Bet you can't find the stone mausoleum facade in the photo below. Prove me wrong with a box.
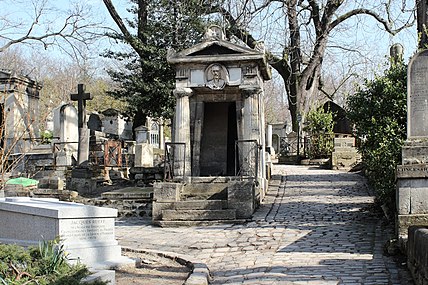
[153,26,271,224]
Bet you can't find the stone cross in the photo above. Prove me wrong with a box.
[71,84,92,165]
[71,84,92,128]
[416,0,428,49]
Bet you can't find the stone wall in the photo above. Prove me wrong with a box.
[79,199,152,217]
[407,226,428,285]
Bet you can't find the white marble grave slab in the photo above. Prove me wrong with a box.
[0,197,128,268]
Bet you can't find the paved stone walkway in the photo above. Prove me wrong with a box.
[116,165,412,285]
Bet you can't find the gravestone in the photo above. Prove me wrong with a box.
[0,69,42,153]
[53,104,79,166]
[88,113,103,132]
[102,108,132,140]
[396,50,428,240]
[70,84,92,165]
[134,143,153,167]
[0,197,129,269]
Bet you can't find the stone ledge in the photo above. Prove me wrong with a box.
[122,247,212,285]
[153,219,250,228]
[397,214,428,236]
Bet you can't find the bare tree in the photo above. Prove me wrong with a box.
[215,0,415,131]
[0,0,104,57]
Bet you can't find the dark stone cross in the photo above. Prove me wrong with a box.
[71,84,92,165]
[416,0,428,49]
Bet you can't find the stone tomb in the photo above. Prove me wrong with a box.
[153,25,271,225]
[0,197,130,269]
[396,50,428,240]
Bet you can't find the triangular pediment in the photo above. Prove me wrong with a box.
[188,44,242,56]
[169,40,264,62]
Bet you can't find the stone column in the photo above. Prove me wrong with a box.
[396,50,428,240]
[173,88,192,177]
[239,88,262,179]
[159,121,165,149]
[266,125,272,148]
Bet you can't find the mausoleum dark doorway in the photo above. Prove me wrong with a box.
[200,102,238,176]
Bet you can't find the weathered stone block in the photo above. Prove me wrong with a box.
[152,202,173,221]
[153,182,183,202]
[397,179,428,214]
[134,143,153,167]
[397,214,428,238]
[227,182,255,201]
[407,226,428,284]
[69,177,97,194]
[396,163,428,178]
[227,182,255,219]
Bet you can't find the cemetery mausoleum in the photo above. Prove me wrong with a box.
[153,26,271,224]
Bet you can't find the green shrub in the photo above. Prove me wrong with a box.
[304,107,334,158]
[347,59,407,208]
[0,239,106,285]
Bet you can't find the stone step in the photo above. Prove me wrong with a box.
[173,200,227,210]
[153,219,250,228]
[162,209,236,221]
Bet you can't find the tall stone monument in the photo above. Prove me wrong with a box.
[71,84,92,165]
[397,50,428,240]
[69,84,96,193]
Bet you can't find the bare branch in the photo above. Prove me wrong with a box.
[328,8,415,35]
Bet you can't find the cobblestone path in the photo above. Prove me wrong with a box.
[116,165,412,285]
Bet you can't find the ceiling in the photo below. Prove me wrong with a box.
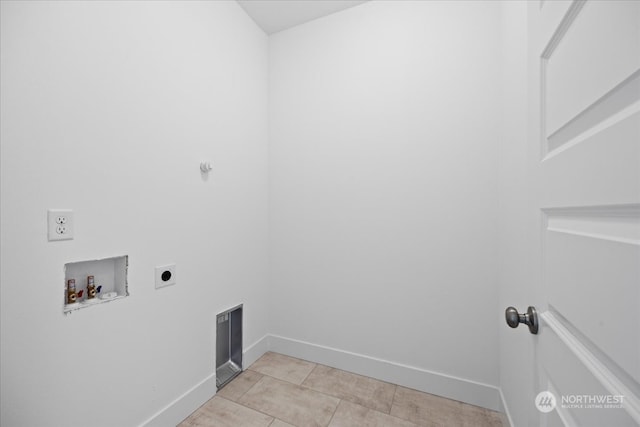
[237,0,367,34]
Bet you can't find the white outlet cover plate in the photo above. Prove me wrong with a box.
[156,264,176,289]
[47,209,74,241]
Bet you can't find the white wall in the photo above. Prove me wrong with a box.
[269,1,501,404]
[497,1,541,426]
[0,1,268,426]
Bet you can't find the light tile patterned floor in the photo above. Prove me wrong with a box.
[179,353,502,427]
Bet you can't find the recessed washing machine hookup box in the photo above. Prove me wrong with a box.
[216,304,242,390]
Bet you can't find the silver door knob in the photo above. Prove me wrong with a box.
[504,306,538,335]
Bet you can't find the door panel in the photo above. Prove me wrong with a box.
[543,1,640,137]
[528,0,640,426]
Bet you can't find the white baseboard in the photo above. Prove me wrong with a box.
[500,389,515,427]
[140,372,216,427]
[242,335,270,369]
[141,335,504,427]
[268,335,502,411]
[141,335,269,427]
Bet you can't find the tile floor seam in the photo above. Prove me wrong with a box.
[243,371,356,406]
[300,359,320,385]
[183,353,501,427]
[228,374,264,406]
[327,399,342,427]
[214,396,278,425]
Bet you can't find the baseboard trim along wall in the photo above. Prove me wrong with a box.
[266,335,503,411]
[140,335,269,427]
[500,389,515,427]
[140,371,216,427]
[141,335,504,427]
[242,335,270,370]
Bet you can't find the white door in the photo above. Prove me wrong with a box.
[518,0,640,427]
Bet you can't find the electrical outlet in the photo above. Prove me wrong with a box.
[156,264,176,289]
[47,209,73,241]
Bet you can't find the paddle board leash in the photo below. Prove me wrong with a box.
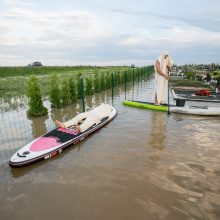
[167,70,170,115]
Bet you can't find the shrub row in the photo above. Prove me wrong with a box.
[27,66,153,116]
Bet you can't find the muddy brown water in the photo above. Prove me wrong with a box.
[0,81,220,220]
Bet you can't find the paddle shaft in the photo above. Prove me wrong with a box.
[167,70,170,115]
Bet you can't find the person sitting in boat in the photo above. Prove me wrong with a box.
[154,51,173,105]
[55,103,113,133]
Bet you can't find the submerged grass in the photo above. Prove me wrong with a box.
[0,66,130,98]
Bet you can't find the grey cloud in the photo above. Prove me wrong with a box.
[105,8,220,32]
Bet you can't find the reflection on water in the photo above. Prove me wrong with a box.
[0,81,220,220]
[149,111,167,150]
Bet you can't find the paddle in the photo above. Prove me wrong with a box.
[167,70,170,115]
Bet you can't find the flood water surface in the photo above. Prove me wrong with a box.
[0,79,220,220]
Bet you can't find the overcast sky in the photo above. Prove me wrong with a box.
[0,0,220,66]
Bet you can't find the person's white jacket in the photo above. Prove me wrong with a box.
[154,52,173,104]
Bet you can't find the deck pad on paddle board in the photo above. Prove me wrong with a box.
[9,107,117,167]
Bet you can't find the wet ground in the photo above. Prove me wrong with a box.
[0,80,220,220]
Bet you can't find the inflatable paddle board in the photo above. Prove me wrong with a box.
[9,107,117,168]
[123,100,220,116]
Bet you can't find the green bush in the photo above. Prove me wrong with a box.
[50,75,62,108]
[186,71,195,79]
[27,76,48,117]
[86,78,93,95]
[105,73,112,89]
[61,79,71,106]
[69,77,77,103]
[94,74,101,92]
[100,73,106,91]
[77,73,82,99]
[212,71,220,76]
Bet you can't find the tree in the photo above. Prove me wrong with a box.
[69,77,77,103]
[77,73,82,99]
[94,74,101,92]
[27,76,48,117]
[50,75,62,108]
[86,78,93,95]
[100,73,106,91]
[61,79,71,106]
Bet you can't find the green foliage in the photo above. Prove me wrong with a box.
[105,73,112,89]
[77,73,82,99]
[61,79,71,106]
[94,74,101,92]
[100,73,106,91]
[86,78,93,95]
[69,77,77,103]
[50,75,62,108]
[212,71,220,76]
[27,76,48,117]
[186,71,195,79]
+++++
■ What is expected
Copy out all the items above, putting "image" wherever "photo" appears and changing nothing else. Omit the pictures.

■ Result below
Bet you can't find the stone mausoleum facade in the image below. Prove me wrong with a box.
[153,26,271,224]
Bet you can't find the stone cross in the image above. Prove me wrong with a box.
[71,84,92,165]
[71,84,92,128]
[416,0,428,49]
Bet you can't find the stone wall in the image above. Prove me wrong with a box.
[79,199,152,217]
[407,226,428,285]
Bet you can't find the white marble grave slab in the image above. Prove me wrong with a box.
[0,197,128,268]
Bet you can't find the paved stone walkway in the image above. Prove me wrong with a box.
[116,165,412,285]
Bet you can't find the gravestone in the image above. Prove me wrong with a box.
[0,69,42,153]
[53,104,79,166]
[88,113,103,132]
[102,108,132,140]
[396,50,428,240]
[70,84,92,165]
[134,143,153,167]
[0,197,129,269]
Bet you can't find the stone ledge in the image above. Prove me wrong with a box.
[122,247,212,285]
[153,219,250,228]
[397,214,428,236]
Bet you can't find the bare tree in the image above. Prove me wrong with a box.
[215,0,415,131]
[0,0,104,57]
Bet you can't find the dark stone cross in the image above. Prove me wrong with a box.
[71,84,92,165]
[416,0,428,49]
Bet you can't find the stone tomb in the image above. Prove me wrong with a box.
[153,25,271,225]
[0,197,130,269]
[396,50,428,240]
Bet you can't find the triangular pediment in the image above. Prove me wrong with a box.
[188,44,242,56]
[169,40,264,62]
Bet you can't find the stone column in the image above. Prove me wrong with a box.
[396,50,428,240]
[173,88,192,177]
[239,88,262,179]
[159,121,165,149]
[266,125,272,148]
Bet you can't find the mausoleum dark doorway in the image above. Prove me wrong with a box.
[200,102,238,176]
Bet you can't find the weathered stone block in the image above. Prove me wrong with a box.
[152,202,173,221]
[153,182,183,202]
[397,179,428,214]
[134,143,153,167]
[397,214,428,238]
[227,182,255,201]
[407,226,428,284]
[69,177,97,194]
[396,163,428,178]
[227,182,255,219]
Bet you can't find the cemetery mausoleum in the image above. Prove me wrong with a box.
[153,26,271,224]
Bet you can't find the green shrub in the image above. Prove me wrong with a box.
[304,107,334,158]
[347,59,407,208]
[0,239,106,285]
Bet you can't find the stone step in the image above. Prove me wrong with a box.
[173,200,227,210]
[153,219,250,228]
[162,209,236,221]
Bet you can't find the tall stone monument in the image above. Prove me wrong with a box.
[71,84,92,165]
[397,50,428,240]
[69,84,96,193]
Bet you can't find the bare branch in the image above. Prove me wrong with a box.
[328,8,415,35]
Bet you can't find the cobblestone path in the image above. Prove me wrong with a box.
[116,165,412,285]
Bet you can't find the ceiling in the image below. Prove me wrong with a box.
[237,0,367,34]
Bet you can't find the white outlet cover plate in the image above. Prove me wrong with a box.
[156,264,176,289]
[47,209,74,241]
Bet you can't find the white wall in the image above. Prove me wrong with a box.
[269,1,501,404]
[497,1,541,426]
[0,1,268,426]
Bet you can't find the light tile patterned floor in the image above. Prove me wrong with a box.
[179,353,502,427]
Bet you can't find the recessed washing machine hookup box in the image above. Prove me wrong with a box.
[216,304,242,390]
Bet you can't find the silver door knob in the image above. Prove me wrong with a box.
[504,306,538,335]
Bet you can't find the door panel in the image above. Prove me wrong with a box.
[543,1,640,137]
[528,0,640,426]
Bet you can't find the white baseboard in the image above. Prove me wrong with a box.
[500,389,515,427]
[140,372,216,427]
[242,335,270,369]
[141,335,504,427]
[268,335,502,411]
[141,335,269,427]
Bet you can't find the tile floor seam in the image above. Prove me wrong with a box.
[243,371,356,406]
[300,359,320,385]
[183,353,501,427]
[228,374,264,406]
[327,399,342,427]
[214,396,278,425]
Bet you can't find the baseboard trim along wall in the image above. Prove me wrong with a box.
[266,335,503,411]
[140,335,269,427]
[500,389,515,427]
[140,371,216,427]
[141,335,504,427]
[242,335,270,370]
Bet you can't find the white door in the image above. Prove me wrong with a box.
[518,0,640,427]
Bet you can't find the electrical outlet in the image above. Prove me wrong with a box.
[156,264,176,289]
[47,209,73,241]
Bet you can't find the paddle board leash in the image below. Prove me wrong with a box.
[167,70,170,115]
Bet you can't find the shrub row in the image above. Prove me wrong with a box.
[27,66,153,116]
Bet you can't find the muddy brown water in the image above. Prove me wrong with a box.
[0,81,220,220]
Bet you can't find the paddle shaft in the image above. Prove me wrong with a box.
[167,70,170,115]
Bet you can't find the person sitting in boat in the image above. Prove me wrong with a box.
[154,51,173,105]
[55,103,113,133]
Bet you can't find the submerged grass in the image above. Prove me wrong with a box.
[0,66,130,98]
Bet you can't find the grey cloud in the image above. Prove me wrong with a box.
[105,8,220,32]
Bet you can't find the reflection on water in the image above. Prove me wrong with a box.
[0,81,220,220]
[149,111,167,150]
Bet you can't find the paddle in the image above. Prove me wrong with a box.
[167,70,170,115]
Bet you can't find the flood water surface in the image above. Prove me wrong with a box.
[0,79,220,220]
Bet you can't find the overcast sky in the image above. Prove me wrong with a box.
[0,0,220,66]
Bet you can't find the person's white jacket in the image above. Prove me wrong with a box.
[154,52,173,104]
Bet you can't find the deck pad on paddle board in the image above. Prove me wrong with a box.
[9,107,117,167]
Bet you can't find the wet ground in the image above. Prove me wrong with a box.
[0,80,220,220]
Bet you can't find the inflatable paddle board in the image above. Prove me wrong with a box.
[9,107,117,168]
[123,100,220,116]
Bet you can't find the green bush in the image above. Prove me wrong with a box.
[50,75,62,108]
[186,71,195,79]
[27,76,48,117]
[86,78,93,95]
[105,73,112,89]
[61,79,71,106]
[69,77,77,103]
[94,74,101,92]
[100,73,106,91]
[77,73,82,99]
[212,71,220,76]
Bet you can't find the tree in the image above. Prove me wrong with a box.
[69,77,77,103]
[77,73,82,99]
[94,74,101,92]
[27,76,48,117]
[50,75,62,108]
[86,78,93,95]
[100,73,106,91]
[61,79,71,106]
Bet you can't find the green foliage in the image above. Prove me wrong with a box.
[105,73,112,89]
[77,73,82,99]
[61,79,71,106]
[94,74,101,92]
[100,73,106,91]
[86,78,93,95]
[69,77,77,103]
[50,75,62,108]
[212,71,220,76]
[27,76,48,117]
[186,71,195,79]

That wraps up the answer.